In the section of the code “Paying back an overpayment”, claimants are informed that overpayments may be recovered through deductions from their benefits, direct debit, another regular payment method, a lump sum or through the courts. Crucially, it does not mention that an overpayment may be recovered through deductions from earnings, as outlined in the Bill, nor is there any mention of the additional administrative costs that could be imposed in such cases, an aspect that has been of particular concern to organisations such as the Zacchaeus 2000 Trust, which works on the front line with vulnerable debtors. Will the Minister clarify why these powers are not outlined in the code of practice and confirm that they will be conveyed in full to those in receipt of benefits so that those facing the recovery of overpayments in such a manner can fully understand the process and the implications?
Suitable safeguards must be put in place to ensure that the burden of official errors does not fall upon some of the poorest and most vulnerable people in our society. Profound anxiety has been expressed by a number of faith groups, including the five major Christian denominations that are backing this amendment. Noble Lords may have seen a recent letter to the Times by the Roman Catholic Archbishop of Southwark, who underscored these concerns.
My Lords, I am not sure that I am in a position to give assurance on precise figures and percentages. I am giving a general assurance that that factor will be looked at as part of the financial hardship consideration.
My Lords, I thank the Minister for his detailed and careful reply, which contained a number of reassurances. Many of the reforms proposed in the Bill are primarily about changing behaviour rather than reducing expenditure. On the issue of overpayments, it is difficult to argue that the changes to the procedures for repayment fall into the former category. The primary motivations, I understand, are ones of principle and finance.
Until we can be sure that when things go wrong the individual judgment of officials does not subject claimants who have been overpaid to undue punishments, we need clear safeguards. The Minister has tried to reassure the House that those safeguards will be in place. I am reassured by his comments that recovery will not cause hardship and by his reminding us that the DWP would be open to challenge or to judicial review. With great power comes great responsibility, and many Members may believe, like me, that when the DWP alone is at fault the DWP alone should take the hit, and that this ought to be clear in legislation.
However, I am reassured by the Minister’s comments and I beg leave to withdraw the amendment.

§ What you are asked to do:
Copy the debate excerpt from "My Lords, I thank" to "principle and finance.", changing "expenditure" to "spending". The lines that follow have nothing to do with this.

§ Collected material:
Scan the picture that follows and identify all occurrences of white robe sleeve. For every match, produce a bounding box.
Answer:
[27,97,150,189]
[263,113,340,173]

§ Task output:
My Lords, I thank the Minister for his detailed and careful reply, which contained a number of reassurances. Many of the reforms proposed in the Bill are primarily about changing behaviour rather than reducing spending. On the issue of overpayments, it is difficult to argue that the changes to the procedures for repayment fall into the former category. The primary motivations, I understand, are ones of principle and finance.